• [Ejercicio 1] En el texto sobre la inflación en España, ¿cuánto creció la inflación subyacente interanual en mayo?
• [Ejercicio 2] Continúa el texto sobre la inflación y los salarios desde donde termina.

• [Fragmento del texto]
******
Sin embargo, destaca el elevado aumento de la inflación subyacente, que creció todavía el 6,1% interanual en mayo, aun cuando durante el mismo mes del año pasado ya estaba registrando crecimientos significativos. Por tanto, el encarecimiento del coste de la vida, que comenzó siendo un fenómeno importado, está ahora enraizado en la economía española.
Mientras tanto, en el mercado de trabajo no se han registrado hasta ahora efectos significativos de segunda ronda en términos de retroalimentación entre el crecimiento de precios y salarios. En este sentido, hay que valorar positivamente el acuerdo de actualización salarial alcanzado entre los agentes sociales, sobre todo por su contribución al anclaje de las expectativas de inflación durante este año, más que por las probabilidades de que pueda cumplirse a lo largo de todo el periodo del acuerdo y en dos legislaturas diferentes.
******
• [Material proporcionado]
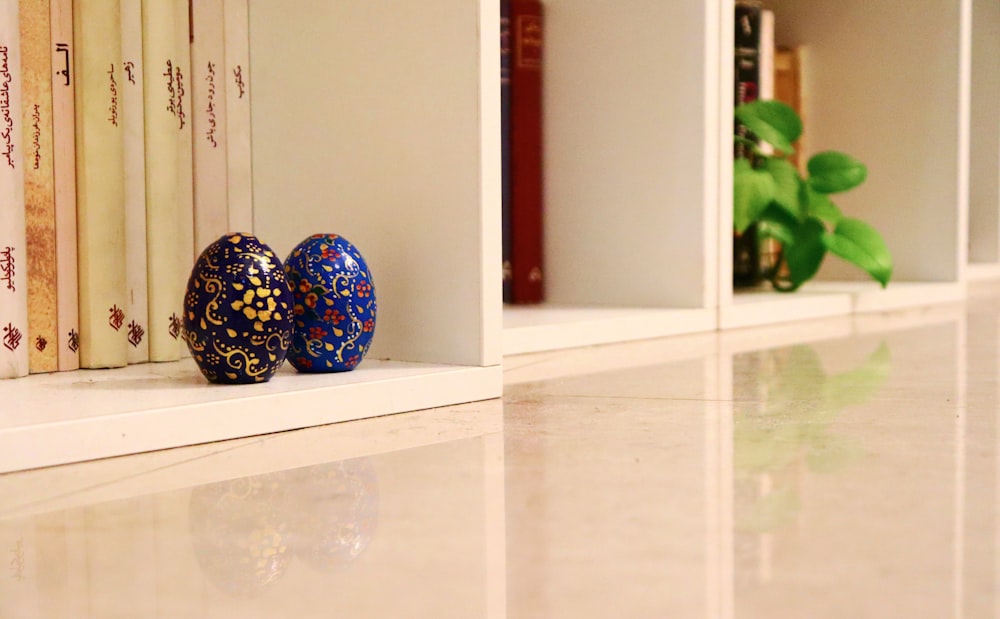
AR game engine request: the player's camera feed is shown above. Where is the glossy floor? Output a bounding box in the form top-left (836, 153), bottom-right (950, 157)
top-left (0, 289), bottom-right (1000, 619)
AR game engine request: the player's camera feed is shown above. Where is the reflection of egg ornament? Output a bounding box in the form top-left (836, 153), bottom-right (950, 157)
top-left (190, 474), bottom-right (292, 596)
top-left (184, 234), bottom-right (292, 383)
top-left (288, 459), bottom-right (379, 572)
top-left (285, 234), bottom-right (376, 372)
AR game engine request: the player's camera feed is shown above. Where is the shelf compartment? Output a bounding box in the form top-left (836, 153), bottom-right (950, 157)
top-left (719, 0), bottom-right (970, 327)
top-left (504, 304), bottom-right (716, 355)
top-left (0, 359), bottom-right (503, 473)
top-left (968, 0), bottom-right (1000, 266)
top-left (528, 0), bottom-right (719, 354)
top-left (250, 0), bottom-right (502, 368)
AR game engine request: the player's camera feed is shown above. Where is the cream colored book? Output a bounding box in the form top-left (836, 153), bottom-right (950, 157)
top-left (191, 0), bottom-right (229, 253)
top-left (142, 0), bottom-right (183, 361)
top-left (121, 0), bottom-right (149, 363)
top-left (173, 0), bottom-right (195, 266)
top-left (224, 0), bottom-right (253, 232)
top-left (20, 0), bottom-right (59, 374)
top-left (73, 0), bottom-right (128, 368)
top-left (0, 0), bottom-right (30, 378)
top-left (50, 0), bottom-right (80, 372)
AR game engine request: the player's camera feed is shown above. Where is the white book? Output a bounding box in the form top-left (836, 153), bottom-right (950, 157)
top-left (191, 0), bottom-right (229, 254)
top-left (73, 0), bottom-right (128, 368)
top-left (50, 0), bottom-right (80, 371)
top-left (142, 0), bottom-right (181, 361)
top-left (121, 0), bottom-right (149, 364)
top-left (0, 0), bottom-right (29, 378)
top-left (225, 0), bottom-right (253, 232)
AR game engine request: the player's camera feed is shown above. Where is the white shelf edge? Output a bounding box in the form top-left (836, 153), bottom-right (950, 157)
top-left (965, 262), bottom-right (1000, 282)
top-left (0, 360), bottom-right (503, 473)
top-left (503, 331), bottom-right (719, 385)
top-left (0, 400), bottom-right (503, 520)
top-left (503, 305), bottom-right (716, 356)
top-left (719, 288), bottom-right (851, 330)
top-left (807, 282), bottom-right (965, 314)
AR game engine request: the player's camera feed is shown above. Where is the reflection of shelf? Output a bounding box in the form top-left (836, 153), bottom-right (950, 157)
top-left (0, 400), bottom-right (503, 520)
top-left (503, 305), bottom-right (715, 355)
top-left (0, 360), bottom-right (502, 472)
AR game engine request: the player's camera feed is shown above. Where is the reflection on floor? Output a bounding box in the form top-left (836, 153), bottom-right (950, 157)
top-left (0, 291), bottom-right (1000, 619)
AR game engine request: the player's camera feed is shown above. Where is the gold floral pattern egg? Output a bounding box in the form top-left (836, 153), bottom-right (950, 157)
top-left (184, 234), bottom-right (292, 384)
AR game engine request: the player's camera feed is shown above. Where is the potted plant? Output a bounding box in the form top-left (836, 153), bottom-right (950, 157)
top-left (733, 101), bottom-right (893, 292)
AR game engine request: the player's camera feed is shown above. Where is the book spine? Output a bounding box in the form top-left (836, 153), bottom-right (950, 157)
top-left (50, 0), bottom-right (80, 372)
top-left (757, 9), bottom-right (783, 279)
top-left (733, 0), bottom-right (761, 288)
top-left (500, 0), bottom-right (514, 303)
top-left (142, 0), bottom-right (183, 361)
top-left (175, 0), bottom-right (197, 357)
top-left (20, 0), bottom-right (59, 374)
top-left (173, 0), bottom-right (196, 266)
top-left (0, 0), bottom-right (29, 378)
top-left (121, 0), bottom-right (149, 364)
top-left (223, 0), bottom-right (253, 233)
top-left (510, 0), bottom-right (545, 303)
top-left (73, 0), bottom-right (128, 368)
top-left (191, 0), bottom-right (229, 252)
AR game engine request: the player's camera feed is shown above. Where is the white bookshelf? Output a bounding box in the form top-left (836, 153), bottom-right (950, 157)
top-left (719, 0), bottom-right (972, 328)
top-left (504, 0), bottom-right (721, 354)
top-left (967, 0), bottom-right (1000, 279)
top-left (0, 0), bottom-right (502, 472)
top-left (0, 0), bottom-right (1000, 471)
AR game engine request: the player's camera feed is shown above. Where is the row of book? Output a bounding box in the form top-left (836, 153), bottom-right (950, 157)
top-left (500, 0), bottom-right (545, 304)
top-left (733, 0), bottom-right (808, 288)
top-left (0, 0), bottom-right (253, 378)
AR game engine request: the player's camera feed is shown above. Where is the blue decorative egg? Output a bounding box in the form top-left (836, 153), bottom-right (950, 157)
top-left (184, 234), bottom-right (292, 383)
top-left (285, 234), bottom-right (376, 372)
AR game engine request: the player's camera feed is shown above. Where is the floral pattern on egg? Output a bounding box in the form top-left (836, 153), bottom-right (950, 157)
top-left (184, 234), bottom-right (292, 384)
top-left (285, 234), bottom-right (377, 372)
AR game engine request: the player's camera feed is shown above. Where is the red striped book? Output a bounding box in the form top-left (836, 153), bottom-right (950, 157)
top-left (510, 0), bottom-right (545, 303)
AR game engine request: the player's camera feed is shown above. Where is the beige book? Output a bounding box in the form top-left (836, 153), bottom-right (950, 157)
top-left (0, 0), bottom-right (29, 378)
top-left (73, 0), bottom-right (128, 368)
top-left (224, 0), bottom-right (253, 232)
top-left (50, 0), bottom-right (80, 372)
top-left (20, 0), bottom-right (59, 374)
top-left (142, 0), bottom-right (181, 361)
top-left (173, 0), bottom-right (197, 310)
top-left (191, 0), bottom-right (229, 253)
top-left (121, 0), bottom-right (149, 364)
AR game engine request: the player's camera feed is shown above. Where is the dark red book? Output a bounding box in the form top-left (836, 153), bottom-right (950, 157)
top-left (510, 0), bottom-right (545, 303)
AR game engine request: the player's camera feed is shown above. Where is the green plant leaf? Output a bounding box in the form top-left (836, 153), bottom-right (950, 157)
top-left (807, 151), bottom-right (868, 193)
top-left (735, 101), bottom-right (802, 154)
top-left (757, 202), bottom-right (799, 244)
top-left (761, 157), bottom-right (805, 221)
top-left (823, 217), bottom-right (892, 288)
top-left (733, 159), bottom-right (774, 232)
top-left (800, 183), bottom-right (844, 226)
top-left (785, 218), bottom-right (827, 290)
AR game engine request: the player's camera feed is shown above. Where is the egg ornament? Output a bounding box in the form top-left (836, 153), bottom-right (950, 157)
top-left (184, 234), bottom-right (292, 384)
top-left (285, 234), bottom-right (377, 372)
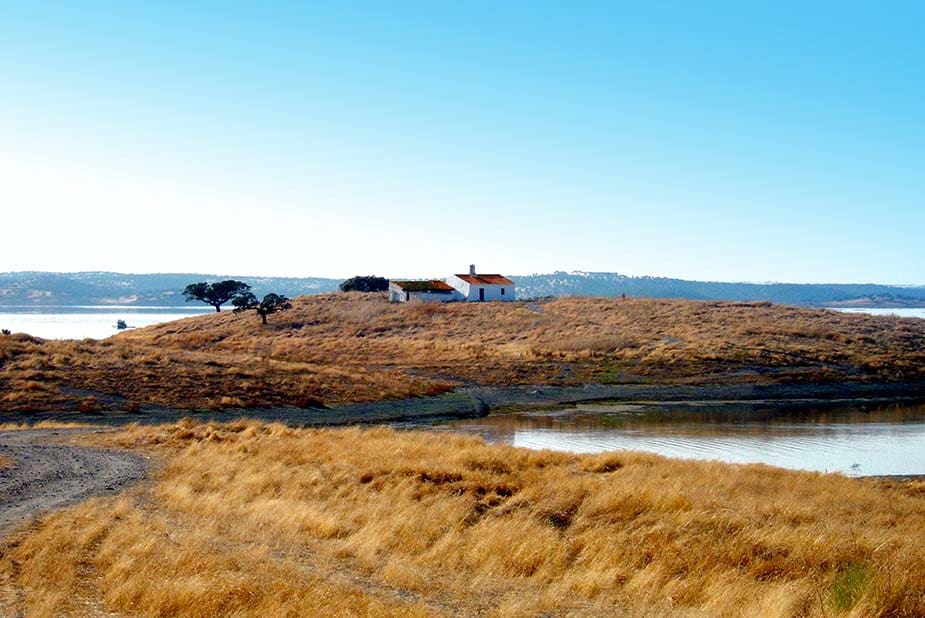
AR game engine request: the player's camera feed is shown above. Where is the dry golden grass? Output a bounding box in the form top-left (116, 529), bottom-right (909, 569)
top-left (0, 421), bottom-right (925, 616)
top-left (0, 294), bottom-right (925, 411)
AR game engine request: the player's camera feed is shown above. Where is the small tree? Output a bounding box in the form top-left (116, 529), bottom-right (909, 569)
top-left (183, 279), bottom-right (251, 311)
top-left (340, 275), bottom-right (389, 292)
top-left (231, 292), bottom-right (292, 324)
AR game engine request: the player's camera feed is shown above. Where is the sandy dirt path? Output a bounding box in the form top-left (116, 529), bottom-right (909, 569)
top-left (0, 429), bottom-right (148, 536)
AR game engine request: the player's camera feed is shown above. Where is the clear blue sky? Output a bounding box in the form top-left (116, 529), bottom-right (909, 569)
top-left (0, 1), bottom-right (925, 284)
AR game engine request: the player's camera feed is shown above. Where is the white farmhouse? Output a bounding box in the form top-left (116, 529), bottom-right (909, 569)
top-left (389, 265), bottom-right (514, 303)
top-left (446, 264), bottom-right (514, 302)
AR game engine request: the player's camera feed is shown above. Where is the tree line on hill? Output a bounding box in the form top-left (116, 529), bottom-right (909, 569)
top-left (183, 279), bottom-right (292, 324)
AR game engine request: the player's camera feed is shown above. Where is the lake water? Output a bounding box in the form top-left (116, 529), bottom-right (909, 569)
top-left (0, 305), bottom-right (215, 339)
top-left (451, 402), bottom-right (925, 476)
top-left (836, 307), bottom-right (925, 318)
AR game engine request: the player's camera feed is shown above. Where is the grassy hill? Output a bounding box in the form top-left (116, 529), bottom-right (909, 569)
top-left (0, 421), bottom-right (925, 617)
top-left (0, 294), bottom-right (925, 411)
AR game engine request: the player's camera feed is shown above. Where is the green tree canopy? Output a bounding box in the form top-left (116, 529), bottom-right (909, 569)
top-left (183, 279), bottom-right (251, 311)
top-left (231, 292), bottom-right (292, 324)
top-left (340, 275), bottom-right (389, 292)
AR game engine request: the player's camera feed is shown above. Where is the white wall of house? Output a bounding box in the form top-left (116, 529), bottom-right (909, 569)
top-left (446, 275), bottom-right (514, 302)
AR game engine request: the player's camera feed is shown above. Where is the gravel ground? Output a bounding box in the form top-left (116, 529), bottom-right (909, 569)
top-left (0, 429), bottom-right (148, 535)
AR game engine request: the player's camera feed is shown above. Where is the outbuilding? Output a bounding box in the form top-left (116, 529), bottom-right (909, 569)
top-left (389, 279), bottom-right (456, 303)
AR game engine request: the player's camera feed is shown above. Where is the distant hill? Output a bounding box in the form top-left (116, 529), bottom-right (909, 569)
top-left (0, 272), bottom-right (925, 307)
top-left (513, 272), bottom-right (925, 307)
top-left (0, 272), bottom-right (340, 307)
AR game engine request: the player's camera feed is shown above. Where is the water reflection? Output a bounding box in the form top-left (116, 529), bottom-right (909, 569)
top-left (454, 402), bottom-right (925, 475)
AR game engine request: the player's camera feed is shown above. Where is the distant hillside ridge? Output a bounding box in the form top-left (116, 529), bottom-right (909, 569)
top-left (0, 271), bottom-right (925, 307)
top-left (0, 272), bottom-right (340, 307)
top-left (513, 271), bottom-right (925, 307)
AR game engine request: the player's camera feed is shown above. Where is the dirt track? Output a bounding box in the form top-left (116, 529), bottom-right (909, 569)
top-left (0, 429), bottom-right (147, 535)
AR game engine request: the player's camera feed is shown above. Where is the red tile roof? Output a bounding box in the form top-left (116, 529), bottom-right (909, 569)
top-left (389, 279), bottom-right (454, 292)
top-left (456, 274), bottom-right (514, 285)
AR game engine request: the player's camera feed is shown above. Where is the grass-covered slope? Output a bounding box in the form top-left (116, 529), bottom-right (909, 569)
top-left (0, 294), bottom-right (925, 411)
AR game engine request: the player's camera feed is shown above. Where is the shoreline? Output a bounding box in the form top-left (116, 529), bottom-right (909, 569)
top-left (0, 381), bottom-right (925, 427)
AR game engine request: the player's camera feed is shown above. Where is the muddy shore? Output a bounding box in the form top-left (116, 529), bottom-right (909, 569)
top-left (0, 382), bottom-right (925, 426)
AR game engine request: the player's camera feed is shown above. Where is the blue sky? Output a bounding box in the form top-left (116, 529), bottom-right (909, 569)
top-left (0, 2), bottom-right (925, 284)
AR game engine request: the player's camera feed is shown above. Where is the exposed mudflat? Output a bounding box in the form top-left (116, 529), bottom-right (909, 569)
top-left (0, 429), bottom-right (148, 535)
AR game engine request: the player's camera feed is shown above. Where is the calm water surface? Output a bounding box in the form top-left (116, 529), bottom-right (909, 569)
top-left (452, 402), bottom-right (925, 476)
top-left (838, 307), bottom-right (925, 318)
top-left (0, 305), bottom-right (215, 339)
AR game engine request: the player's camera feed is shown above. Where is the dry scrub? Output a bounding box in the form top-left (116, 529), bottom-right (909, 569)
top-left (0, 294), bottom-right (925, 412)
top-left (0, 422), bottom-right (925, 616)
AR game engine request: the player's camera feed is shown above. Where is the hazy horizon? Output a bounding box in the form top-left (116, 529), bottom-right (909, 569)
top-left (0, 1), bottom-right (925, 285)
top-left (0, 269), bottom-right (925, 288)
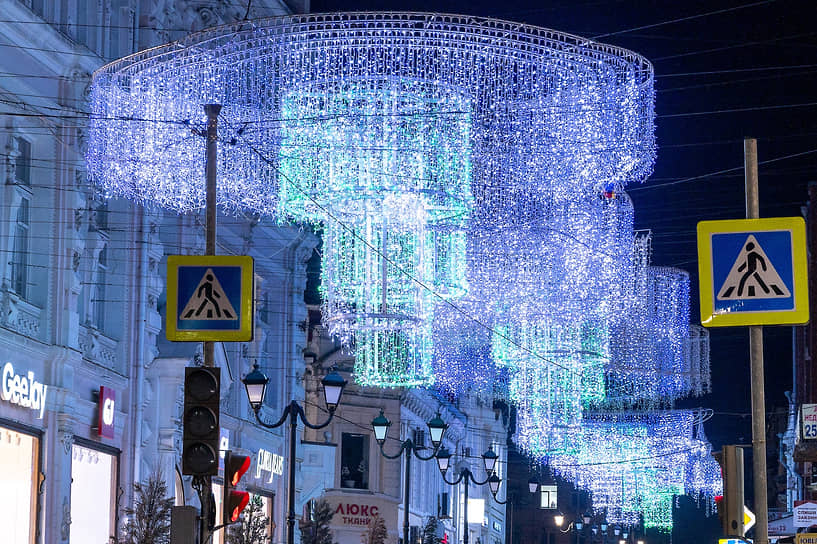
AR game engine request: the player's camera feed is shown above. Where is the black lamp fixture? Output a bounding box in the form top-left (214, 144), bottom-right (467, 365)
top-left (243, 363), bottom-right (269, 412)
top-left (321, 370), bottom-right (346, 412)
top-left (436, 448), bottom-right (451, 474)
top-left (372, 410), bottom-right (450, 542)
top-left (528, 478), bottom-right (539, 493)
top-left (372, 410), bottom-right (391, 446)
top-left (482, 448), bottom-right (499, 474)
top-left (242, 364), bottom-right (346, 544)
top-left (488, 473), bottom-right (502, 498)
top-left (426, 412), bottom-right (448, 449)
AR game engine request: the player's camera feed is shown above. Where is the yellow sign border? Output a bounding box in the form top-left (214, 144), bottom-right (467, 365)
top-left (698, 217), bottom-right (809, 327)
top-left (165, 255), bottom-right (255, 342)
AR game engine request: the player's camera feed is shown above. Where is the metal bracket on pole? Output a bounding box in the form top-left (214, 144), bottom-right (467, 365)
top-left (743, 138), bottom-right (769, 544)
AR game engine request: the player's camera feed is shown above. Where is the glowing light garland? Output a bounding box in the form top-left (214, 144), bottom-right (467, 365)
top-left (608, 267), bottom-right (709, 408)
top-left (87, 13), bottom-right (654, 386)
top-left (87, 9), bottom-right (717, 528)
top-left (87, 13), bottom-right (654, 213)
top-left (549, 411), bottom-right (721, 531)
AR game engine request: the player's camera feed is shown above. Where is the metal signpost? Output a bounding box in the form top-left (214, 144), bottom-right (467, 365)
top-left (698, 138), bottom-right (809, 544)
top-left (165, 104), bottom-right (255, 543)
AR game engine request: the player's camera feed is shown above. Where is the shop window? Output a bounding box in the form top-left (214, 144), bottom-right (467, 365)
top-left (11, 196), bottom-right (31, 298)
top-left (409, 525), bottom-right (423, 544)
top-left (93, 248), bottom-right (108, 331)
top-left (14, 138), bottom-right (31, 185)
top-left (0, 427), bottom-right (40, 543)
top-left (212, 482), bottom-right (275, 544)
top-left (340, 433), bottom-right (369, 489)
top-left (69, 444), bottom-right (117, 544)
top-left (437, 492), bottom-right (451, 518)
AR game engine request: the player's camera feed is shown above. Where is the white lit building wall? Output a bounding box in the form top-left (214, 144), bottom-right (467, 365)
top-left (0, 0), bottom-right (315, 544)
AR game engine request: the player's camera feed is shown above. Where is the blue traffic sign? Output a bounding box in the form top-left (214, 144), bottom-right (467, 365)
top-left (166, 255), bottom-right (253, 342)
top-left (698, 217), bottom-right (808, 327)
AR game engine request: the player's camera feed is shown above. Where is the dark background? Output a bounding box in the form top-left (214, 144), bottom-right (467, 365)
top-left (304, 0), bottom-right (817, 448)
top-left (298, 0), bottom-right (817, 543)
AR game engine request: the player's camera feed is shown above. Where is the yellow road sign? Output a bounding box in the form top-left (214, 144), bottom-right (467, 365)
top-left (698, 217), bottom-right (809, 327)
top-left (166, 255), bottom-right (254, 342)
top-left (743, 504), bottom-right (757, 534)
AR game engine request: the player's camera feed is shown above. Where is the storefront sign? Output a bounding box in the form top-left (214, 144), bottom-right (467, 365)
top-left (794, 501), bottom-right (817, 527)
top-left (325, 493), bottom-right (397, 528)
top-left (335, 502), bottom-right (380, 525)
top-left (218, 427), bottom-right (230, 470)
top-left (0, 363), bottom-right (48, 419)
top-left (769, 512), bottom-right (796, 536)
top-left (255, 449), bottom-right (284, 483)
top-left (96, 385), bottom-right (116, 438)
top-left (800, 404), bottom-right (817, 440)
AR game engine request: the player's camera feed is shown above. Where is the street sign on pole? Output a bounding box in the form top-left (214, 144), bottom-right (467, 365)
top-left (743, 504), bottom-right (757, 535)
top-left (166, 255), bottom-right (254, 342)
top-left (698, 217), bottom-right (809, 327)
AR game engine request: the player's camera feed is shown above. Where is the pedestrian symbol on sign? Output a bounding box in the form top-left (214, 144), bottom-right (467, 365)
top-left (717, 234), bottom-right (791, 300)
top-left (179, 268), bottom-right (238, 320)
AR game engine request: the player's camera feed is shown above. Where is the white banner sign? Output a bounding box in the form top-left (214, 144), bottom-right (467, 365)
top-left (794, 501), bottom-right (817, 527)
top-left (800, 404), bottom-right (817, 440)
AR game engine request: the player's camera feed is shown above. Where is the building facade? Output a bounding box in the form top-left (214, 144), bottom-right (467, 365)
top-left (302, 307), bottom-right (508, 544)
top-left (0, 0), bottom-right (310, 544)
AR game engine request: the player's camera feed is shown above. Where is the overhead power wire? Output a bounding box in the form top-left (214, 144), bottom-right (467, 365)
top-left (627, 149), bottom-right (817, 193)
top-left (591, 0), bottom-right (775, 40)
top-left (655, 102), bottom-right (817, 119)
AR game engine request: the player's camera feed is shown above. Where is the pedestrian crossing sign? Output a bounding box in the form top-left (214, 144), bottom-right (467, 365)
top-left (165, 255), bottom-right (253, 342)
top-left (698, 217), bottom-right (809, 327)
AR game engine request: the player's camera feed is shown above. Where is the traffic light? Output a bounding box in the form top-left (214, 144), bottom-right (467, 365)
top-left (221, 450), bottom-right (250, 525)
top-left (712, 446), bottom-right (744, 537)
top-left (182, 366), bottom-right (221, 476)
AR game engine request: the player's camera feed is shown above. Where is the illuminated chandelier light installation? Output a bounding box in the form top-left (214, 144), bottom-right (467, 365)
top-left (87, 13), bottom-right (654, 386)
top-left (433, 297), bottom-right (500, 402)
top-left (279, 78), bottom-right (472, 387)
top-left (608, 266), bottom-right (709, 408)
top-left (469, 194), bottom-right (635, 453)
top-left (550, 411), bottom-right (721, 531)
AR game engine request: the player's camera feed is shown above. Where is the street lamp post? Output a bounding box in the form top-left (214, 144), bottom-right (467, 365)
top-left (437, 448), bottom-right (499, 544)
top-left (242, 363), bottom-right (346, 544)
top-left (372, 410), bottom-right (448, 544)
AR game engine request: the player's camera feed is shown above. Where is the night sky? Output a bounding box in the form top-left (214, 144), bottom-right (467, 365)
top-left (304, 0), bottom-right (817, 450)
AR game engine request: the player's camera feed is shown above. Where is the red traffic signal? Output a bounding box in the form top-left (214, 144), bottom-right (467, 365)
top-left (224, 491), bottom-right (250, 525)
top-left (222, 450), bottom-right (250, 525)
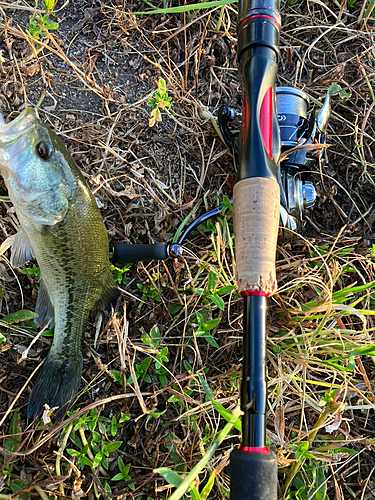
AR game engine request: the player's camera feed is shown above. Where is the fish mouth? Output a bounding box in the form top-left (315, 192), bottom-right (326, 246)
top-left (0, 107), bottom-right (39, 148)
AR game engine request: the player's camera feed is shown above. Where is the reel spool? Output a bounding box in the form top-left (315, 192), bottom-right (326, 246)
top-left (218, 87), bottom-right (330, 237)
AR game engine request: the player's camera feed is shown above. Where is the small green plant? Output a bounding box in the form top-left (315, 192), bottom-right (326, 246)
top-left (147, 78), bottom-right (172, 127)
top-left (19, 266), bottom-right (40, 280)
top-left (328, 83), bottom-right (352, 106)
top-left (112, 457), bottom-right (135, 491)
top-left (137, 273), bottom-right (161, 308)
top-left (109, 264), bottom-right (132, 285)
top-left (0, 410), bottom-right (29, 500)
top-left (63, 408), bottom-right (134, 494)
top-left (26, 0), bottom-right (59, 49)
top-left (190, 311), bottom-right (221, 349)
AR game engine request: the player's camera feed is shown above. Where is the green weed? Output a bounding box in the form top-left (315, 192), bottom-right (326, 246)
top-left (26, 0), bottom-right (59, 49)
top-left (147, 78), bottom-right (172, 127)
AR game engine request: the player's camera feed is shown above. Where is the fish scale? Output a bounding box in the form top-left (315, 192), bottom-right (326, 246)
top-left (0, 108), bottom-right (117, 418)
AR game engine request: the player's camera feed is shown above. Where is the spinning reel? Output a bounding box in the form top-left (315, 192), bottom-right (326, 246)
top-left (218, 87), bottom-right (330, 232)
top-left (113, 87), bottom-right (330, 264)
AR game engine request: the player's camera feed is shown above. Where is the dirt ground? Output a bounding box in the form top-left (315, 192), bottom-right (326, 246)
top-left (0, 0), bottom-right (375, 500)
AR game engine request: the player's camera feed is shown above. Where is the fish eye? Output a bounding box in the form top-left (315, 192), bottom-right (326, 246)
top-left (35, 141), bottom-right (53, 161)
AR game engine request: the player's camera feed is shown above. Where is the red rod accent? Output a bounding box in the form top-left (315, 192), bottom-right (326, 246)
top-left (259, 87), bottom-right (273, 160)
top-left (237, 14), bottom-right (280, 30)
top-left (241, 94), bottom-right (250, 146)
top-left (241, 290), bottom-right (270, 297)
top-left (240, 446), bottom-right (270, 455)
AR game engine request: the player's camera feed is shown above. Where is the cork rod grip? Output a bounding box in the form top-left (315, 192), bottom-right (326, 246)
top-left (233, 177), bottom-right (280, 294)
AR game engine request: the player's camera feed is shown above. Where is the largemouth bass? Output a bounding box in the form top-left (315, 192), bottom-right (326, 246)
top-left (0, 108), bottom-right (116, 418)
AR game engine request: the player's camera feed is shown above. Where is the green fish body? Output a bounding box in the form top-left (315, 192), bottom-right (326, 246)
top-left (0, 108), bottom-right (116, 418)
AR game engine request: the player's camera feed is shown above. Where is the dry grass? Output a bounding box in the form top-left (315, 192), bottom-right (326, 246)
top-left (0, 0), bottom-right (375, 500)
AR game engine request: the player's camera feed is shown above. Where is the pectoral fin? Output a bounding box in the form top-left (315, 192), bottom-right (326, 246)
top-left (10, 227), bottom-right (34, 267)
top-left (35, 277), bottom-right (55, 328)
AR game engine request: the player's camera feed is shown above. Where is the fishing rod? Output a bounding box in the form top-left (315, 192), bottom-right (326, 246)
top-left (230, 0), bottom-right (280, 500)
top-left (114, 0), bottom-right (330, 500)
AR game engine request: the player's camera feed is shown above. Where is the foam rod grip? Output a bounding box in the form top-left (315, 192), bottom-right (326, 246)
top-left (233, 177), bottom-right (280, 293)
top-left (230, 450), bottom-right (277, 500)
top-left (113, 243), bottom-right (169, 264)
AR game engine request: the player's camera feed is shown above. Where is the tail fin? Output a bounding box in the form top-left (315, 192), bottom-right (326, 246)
******
• [Tu respuesta 1] Creció un 6,1% interanual.

• [Tu respuesta 2]
En este escenario, en Equipo Económico (Ee) prevemos que el aumento medio anual del IPC será del 4,2% en 2023 y del 3,1% en 2024. Consideramos que la convergencia hacia el objetivo del 2% establecido por el BCE se lograría solo a finales de 2024. Estimamos que el IPC subyacente crecerá por encima del IPC general, de manera que aumentará en media anual el 4,9% en 2023 y el 3,4% en 2024. Pese a su reciente moderación, la inflación se mantendrá arraigada, y durante todo 2023 continuarán además las divergencias entre los sectores de la economía española en cuanto a la intensidad del crecimiento de los precios.
Frente a las todavía fuertes presiones inflacionistas, el BCE cuenta con margen para endurecer su política monetaria, generando progresivamente una mayor restricción en la concesión de crédito. Los efectos en la economía real no se harán esperar en cuanto a una disminución de la inversión y consumo. Aunque, en el panorama actual de fuerte heterogeneidad entre los registros de inflación de los países de la eurozona, el control de la espiral inflacionista pasa por el anclaje de las expectativas a través de una mayor coherencia de la política económica de los estados miembros. Sus políticas fiscales y los necesarios impulsos en materia de reformas estructurales deberían ir en consonancia con la política monetaria, para no causar mayores desequilibrios.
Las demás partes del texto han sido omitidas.